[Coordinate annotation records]
▶
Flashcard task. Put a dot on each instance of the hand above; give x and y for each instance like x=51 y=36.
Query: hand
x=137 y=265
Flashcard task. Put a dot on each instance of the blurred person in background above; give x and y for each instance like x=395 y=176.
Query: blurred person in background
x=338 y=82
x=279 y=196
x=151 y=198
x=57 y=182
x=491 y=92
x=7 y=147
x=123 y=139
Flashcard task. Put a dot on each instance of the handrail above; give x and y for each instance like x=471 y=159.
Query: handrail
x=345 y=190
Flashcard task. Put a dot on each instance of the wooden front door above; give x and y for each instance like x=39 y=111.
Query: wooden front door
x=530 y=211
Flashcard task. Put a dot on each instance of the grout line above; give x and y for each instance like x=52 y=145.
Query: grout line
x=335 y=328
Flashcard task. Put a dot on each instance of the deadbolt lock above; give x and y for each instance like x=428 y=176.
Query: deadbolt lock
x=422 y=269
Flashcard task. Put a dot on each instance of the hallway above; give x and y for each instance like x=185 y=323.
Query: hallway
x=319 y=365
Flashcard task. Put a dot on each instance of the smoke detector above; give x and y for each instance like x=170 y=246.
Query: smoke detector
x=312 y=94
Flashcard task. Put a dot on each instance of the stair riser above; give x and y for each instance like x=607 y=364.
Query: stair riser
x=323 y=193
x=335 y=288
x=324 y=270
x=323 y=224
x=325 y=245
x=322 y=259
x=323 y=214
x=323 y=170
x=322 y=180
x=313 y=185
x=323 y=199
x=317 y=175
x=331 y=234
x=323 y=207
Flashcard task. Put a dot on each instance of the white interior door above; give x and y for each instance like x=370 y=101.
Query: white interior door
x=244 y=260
◀
Exercise details:
Every line from the one containing "Flashcard task. Put a dot on each instance of the handrail" through the end of the data must be repeated exactly, and no other line.

Solution for this exercise:
Flashcard task. Put a dot on each instance of the handrail above; give x and y for each instance like x=471 y=159.
Query: handrail
x=345 y=190
Flashcard task. Put a dot on each instance of the wooden front door above; give x and y for each instance like x=39 y=111.
Query: wooden front door
x=530 y=211
Flashcard task. Put a dot on each instance of the grout line above; give x and y for each instance like x=52 y=145.
Query: grout line
x=335 y=328
Flashcard task. Put a dot on each instance of the deadbolt lock above; give x and y for each instance like x=428 y=176.
Query: deadbolt lock
x=422 y=269
Flashcard task. Put a dot on each instance of the hallway above; give x and y for each instance like x=185 y=323.
Query: hallway
x=319 y=365
Flashcard task. Put a dot on each instance of the smoke detector above; give x and y for each instance like x=170 y=246.
Query: smoke detector
x=312 y=94
Flashcard task. Put a dot on each instance of the stair riser above; give x and y for each instance like x=607 y=364.
Query: stair riser
x=323 y=193
x=335 y=288
x=324 y=270
x=323 y=224
x=325 y=245
x=322 y=259
x=323 y=214
x=323 y=170
x=322 y=180
x=313 y=185
x=323 y=199
x=317 y=175
x=331 y=234
x=323 y=207
Flashcard task. Put a dot on each instance of the white interior door above; give x and y for each instance like x=370 y=101.
Query: white interior door
x=244 y=260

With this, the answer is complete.